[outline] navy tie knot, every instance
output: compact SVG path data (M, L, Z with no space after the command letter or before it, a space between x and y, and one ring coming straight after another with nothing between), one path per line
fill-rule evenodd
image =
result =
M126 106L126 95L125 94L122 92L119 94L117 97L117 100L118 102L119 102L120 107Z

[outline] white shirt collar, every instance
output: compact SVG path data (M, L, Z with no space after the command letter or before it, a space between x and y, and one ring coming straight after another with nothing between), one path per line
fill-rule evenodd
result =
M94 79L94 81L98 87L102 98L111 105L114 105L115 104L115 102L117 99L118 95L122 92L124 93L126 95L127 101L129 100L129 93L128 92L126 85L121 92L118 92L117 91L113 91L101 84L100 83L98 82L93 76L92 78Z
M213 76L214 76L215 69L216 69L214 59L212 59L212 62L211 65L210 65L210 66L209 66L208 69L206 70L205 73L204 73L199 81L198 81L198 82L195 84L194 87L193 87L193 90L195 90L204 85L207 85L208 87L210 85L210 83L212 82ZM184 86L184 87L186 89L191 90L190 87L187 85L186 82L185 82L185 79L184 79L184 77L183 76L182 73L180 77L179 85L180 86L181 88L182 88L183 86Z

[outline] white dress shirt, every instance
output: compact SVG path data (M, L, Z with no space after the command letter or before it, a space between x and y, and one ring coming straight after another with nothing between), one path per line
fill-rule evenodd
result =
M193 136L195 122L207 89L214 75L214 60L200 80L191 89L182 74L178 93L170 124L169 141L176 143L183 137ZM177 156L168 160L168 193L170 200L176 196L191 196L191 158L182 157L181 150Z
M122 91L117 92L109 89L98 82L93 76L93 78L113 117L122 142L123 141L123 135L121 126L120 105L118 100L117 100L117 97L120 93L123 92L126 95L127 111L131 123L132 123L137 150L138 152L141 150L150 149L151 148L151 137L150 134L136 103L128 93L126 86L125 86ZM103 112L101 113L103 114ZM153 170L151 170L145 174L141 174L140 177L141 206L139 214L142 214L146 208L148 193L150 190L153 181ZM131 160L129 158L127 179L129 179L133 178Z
^^^^^^^^^^^^^^^^
CONSIGNA:
Cambia "every instance" por "all instances" en todas las líneas anteriores y reprodúcelas con el resto intacto.

RESPUESTA:
[outline] navy tie knot, all instances
output: compact SVG path data (M, L, Z with no space after the command letter or before it, a space between x and y, and one ring coming straight after another with nothing between), one path per line
fill-rule evenodd
image =
result =
M126 106L126 95L125 94L122 92L119 94L117 97L117 100L118 102L119 102L120 107Z

[outline] white shirt collar, all instances
output: compact SVG path data (M, L, Z with no space after the command letter or before it, a space between x and y, and one ring coming straight after another with nothing between), one path per line
fill-rule evenodd
result =
M94 79L94 81L98 87L102 98L111 105L114 105L115 104L115 102L117 99L118 95L122 92L124 93L126 95L127 101L129 100L129 93L128 92L126 85L121 92L118 92L117 91L113 91L101 84L100 83L98 82L93 76L92 78Z
M213 76L214 76L215 69L216 69L214 59L212 59L212 62L211 65L210 65L210 66L209 66L208 69L206 70L205 73L204 73L199 81L198 81L198 82L195 84L194 87L193 87L193 90L195 90L204 85L207 85L208 87L210 85L210 83L212 82ZM184 86L184 87L186 89L191 90L190 87L187 85L186 82L185 82L185 79L184 79L184 77L183 76L182 73L180 77L179 85L180 86L181 88L182 88L183 86Z

[outline] white dress shirt, all instances
output: compact SVG path data (M, L, Z with no space after the command letter or before it, a space between x and y, and one ring coming straight after another with nothing between), one path per line
fill-rule evenodd
result =
M193 136L195 122L207 89L214 75L214 60L200 80L191 89L182 74L178 93L170 124L169 141L176 143L183 137ZM177 156L168 160L168 193L170 200L176 196L191 196L191 158L182 157L181 150Z
M122 91L117 92L109 89L98 82L93 76L93 78L113 117L122 142L123 141L123 135L121 126L120 105L118 100L117 100L117 97L120 93L123 92L126 95L127 111L131 123L132 123L137 150L138 152L141 150L150 149L151 148L151 137L150 134L136 103L128 93L126 86L125 86ZM103 112L101 113L103 114ZM153 170L151 170L145 174L141 174L140 177L141 206L139 214L142 214L146 208L148 193L150 190L153 181ZM131 160L129 158L127 179L129 179L133 178Z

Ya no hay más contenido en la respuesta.